| Source data |
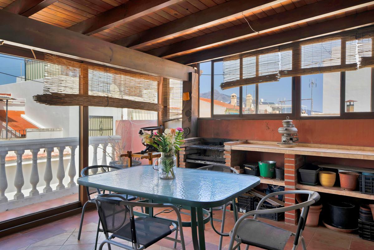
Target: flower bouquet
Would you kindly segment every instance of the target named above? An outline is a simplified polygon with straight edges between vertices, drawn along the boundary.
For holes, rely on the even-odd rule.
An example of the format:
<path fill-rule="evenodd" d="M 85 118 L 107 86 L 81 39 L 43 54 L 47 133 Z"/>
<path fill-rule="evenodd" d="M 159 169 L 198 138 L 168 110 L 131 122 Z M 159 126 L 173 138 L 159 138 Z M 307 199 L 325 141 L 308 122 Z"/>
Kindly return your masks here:
<path fill-rule="evenodd" d="M 159 176 L 162 179 L 175 178 L 177 171 L 177 152 L 180 150 L 180 145 L 184 139 L 183 129 L 181 128 L 167 128 L 162 134 L 155 133 L 151 135 L 145 131 L 140 135 L 143 143 L 151 145 L 161 153 L 161 156 L 153 162 L 153 168 L 159 172 Z M 155 168 L 156 161 L 158 168 Z"/>

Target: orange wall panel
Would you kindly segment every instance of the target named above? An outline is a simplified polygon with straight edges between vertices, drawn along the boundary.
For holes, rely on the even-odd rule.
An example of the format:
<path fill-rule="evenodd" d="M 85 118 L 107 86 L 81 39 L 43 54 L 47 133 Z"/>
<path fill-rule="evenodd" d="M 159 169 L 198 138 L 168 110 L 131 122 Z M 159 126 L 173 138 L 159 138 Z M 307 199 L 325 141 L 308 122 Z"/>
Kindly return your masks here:
<path fill-rule="evenodd" d="M 374 120 L 298 120 L 300 142 L 374 147 Z M 199 136 L 280 141 L 280 120 L 199 120 Z"/>

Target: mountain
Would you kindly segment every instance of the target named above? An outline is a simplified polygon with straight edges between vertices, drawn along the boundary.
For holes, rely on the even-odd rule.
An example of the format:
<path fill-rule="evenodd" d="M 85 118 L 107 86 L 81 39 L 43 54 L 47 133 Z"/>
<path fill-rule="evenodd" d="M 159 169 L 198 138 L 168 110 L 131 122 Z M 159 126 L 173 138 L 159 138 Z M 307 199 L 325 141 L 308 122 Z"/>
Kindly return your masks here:
<path fill-rule="evenodd" d="M 231 97 L 230 95 L 227 95 L 221 94 L 220 92 L 220 91 L 218 90 L 215 89 L 214 93 L 214 94 L 215 100 L 221 101 L 224 103 L 230 103 L 230 101 L 231 100 Z M 208 92 L 205 92 L 205 93 L 200 93 L 200 97 L 202 97 L 203 98 L 211 98 L 211 91 L 208 91 Z"/>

| What you have to do |
Copy every line of the records above, from the line containing "Target: mountain" through the end of the records, and raise every coordinate in the answer outlines by 24. Leave the sample paths that illustrate the format unchanged.

| Exercise output |
Target: mountain
Would you kindly segment every instance of the target named above? An outline is a simplified polygon with straight edges between vertices, drawn along the boundary.
For holes, rely on the even-odd rule.
An example of the format:
<path fill-rule="evenodd" d="M 85 118 L 107 86 L 81 39 L 43 54 L 47 133 Z"/>
<path fill-rule="evenodd" d="M 159 169 L 198 138 L 168 110 L 131 122 Z M 159 126 L 173 138 L 159 138 Z M 307 199 L 325 141 L 308 122 Z"/>
Kindly return your masks here:
<path fill-rule="evenodd" d="M 255 121 L 254 119 L 251 119 L 245 118 L 244 116 L 244 115 L 242 114 L 239 113 L 238 117 L 238 118 L 239 124 L 245 125 L 248 127 L 254 127 L 254 125 L 255 124 Z M 232 116 L 229 116 L 229 117 L 224 117 L 224 121 L 226 121 L 227 122 L 235 122 L 235 115 L 232 115 Z"/>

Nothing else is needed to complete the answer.